# INFORMATION SHOWN:
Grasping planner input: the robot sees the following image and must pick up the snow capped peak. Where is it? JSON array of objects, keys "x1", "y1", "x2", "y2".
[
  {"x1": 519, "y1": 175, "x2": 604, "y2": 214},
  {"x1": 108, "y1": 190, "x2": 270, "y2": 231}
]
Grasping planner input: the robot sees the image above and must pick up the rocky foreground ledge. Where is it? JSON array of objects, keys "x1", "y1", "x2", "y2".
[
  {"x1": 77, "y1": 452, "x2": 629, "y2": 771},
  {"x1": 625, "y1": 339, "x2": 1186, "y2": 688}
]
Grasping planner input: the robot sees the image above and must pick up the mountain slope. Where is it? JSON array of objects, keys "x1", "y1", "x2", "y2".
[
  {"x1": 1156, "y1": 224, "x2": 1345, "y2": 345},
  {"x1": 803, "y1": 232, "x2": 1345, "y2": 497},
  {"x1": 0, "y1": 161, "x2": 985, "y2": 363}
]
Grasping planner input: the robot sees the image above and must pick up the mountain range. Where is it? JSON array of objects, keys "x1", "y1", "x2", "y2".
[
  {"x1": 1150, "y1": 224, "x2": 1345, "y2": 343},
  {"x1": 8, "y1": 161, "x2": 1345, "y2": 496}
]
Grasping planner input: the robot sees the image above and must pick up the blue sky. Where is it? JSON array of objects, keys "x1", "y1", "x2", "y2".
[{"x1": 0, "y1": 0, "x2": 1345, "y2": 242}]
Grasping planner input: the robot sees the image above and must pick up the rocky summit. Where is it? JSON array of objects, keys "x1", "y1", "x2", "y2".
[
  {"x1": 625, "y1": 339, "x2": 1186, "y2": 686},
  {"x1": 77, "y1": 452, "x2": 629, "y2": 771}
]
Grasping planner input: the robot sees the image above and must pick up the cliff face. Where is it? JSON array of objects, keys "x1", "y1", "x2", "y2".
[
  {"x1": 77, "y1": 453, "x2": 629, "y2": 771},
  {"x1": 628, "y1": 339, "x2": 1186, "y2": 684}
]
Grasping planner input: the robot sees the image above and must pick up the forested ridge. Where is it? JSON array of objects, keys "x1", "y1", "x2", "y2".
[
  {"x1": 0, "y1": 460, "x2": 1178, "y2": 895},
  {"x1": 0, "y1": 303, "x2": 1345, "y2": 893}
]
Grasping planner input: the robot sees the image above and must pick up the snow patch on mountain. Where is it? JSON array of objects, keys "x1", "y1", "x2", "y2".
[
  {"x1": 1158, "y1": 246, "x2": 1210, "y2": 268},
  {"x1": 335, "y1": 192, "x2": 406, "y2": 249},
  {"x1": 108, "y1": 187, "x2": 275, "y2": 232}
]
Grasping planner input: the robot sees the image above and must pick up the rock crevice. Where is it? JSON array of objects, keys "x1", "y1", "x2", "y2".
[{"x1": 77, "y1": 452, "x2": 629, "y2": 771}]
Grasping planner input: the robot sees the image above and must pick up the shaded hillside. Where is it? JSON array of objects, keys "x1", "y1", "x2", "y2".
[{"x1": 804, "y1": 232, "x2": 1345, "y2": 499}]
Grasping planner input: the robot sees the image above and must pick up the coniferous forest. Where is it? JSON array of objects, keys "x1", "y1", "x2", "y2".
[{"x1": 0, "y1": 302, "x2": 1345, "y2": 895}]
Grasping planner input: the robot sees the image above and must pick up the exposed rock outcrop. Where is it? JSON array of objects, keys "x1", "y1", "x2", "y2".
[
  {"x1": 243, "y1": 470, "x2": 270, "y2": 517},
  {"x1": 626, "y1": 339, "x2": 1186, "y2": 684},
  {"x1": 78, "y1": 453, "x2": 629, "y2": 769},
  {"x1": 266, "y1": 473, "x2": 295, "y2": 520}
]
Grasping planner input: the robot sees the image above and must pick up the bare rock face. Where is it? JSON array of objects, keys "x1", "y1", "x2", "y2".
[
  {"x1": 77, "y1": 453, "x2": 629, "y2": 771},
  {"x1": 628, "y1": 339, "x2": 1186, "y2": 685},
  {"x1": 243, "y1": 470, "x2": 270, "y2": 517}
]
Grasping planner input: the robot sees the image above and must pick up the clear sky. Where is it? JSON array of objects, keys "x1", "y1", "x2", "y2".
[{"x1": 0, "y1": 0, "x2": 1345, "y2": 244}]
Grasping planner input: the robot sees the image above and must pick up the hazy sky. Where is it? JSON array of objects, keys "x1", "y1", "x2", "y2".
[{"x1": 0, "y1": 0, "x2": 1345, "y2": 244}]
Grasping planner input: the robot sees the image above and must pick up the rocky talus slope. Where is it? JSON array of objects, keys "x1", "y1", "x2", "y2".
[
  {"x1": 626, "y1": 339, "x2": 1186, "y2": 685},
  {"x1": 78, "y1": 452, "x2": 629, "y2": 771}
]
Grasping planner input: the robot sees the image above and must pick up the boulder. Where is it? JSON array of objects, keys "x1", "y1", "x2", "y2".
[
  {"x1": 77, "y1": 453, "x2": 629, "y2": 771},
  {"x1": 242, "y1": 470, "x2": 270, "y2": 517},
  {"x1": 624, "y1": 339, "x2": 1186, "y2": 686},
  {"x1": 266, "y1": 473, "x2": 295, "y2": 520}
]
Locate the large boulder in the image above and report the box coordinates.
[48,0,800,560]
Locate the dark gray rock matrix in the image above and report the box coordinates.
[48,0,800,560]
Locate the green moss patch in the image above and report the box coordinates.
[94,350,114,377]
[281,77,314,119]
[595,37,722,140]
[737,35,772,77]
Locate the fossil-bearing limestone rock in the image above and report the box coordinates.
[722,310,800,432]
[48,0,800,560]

# STATED GOAL:
Update the entries above by changing every "Grasping planner input" to "Motion planner input". Leave everything else unchanged, and give all of the entries again.

# CORRECT ANSWER:
Motion planner input: the robot sees the following image and must pick up the snow capped peak. Where is it? JSON array of objects, keys "x1", "y1", "x2", "y2".
[
  {"x1": 519, "y1": 175, "x2": 604, "y2": 214},
  {"x1": 108, "y1": 190, "x2": 270, "y2": 231}
]
Motion planner input: the robot sees the image above and must pick up the rocky foreground ledge. Where is it? JSON array of objects, keys "x1", "y1", "x2", "y2".
[
  {"x1": 77, "y1": 452, "x2": 629, "y2": 771},
  {"x1": 625, "y1": 339, "x2": 1186, "y2": 688}
]
Motion planner input: the robot sees the image above and must pick up the mountain slope. Where is it? JSON array of objects, keys "x1", "y1", "x2", "y2".
[
  {"x1": 1156, "y1": 224, "x2": 1345, "y2": 345},
  {"x1": 803, "y1": 232, "x2": 1345, "y2": 497},
  {"x1": 0, "y1": 161, "x2": 985, "y2": 363}
]
Motion planner input: the robot sees the image above and must pick up the mountain range. Where is it? JSON array of objects, keys "x1", "y1", "x2", "y2".
[
  {"x1": 1150, "y1": 224, "x2": 1345, "y2": 343},
  {"x1": 8, "y1": 161, "x2": 1345, "y2": 496}
]
Motion planner input: the robot sees the image above and must pick up the blue sky. Where is it? JSON array of objects, keys "x1", "y1", "x2", "y2".
[{"x1": 0, "y1": 0, "x2": 1345, "y2": 242}]
Motion planner input: the robot sees the image above and must pick up the rocky summit. Where is it? JSON array of objects, keys "x1", "y1", "x2", "y2".
[
  {"x1": 625, "y1": 339, "x2": 1186, "y2": 686},
  {"x1": 77, "y1": 452, "x2": 629, "y2": 771}
]
Motion planner input: the robot sees the image above and must pick up the cliff face. Where is it? JSON array of objects, keys "x1", "y1", "x2", "y2".
[
  {"x1": 77, "y1": 453, "x2": 629, "y2": 771},
  {"x1": 628, "y1": 339, "x2": 1186, "y2": 684}
]
Motion planner input: the robot sees the image above and must pick up the forested ridge. Where is it? JSON array of objects, keys "x1", "y1", "x2", "y2".
[
  {"x1": 0, "y1": 460, "x2": 1178, "y2": 895},
  {"x1": 0, "y1": 303, "x2": 1345, "y2": 893}
]
Motion planner input: the robot sees the image above and must pick up the snow patch on mountain. Where is it? JSON array of objects, keys "x1", "y1", "x2", "y2".
[
  {"x1": 1158, "y1": 246, "x2": 1210, "y2": 268},
  {"x1": 335, "y1": 192, "x2": 406, "y2": 249},
  {"x1": 108, "y1": 187, "x2": 275, "y2": 232}
]
Motion planner input: the robot sees the image above and must pick up the rock crevice. Where is it? JSON array of objects, keys "x1", "y1", "x2", "y2".
[{"x1": 77, "y1": 452, "x2": 629, "y2": 771}]
Motion planner input: the robot sees the image above and must pick up the shaded hillside. Where is it? JSON array of objects, keys "x1", "y1", "x2", "y2".
[{"x1": 804, "y1": 232, "x2": 1345, "y2": 499}]
Motion planner input: the robot sees the image above and must pick up the coniferous forest. Where is it? JSON array of objects, keys "x1", "y1", "x2", "y2".
[{"x1": 0, "y1": 302, "x2": 1345, "y2": 895}]
Motion planner input: the robot sees the image above and must pick up the exposed rock outcrop. Where is it? JSON array of objects, keys "x1", "y1", "x2", "y2".
[
  {"x1": 243, "y1": 470, "x2": 270, "y2": 517},
  {"x1": 626, "y1": 339, "x2": 1186, "y2": 684},
  {"x1": 78, "y1": 453, "x2": 629, "y2": 769},
  {"x1": 266, "y1": 473, "x2": 295, "y2": 520}
]
Motion planner input: the robot sees the image above and must pick up the bare rock face. Where is it? JSON array of objects, keys "x1", "y1", "x2", "y2".
[
  {"x1": 77, "y1": 453, "x2": 629, "y2": 771},
  {"x1": 628, "y1": 339, "x2": 1186, "y2": 685},
  {"x1": 243, "y1": 470, "x2": 270, "y2": 517}
]
Motion planner input: the robot sees the image above and must pick up the clear sky. Where is it? JSON array of objects, keys "x1", "y1", "x2", "y2".
[{"x1": 0, "y1": 0, "x2": 1345, "y2": 244}]
Motion planner input: the robot sees the image above and must pick up the hazy sky. Where is it? JSON array of objects, keys "x1", "y1", "x2", "y2".
[{"x1": 0, "y1": 0, "x2": 1345, "y2": 244}]
Motion planner input: the robot sees the image above and must pick up the rocky talus slope. Where is it? JSON array of objects, keys "x1", "y1", "x2", "y2".
[
  {"x1": 626, "y1": 339, "x2": 1186, "y2": 685},
  {"x1": 78, "y1": 452, "x2": 629, "y2": 771}
]
Motion planner input: the robot sees the image above and must pick up the boulder. Where is it? JSON array of objects, keys "x1", "y1", "x2", "y2".
[
  {"x1": 77, "y1": 453, "x2": 629, "y2": 771},
  {"x1": 242, "y1": 470, "x2": 270, "y2": 517},
  {"x1": 624, "y1": 339, "x2": 1186, "y2": 686},
  {"x1": 266, "y1": 473, "x2": 295, "y2": 520}
]
Locate the large boulder in the image above and report the box coordinates.
[48,0,800,560]
Locate the dark gray rock matrix in the image above and report the box coordinates.
[48,0,800,560]
Locate the green moss patch in the image above and report the box coordinates.
[94,350,114,377]
[281,77,314,119]
[595,37,722,140]
[737,35,772,77]
Locate the fossil-bearing limestone rock in the image above and report the box coordinates.
[722,310,800,432]
[48,0,800,560]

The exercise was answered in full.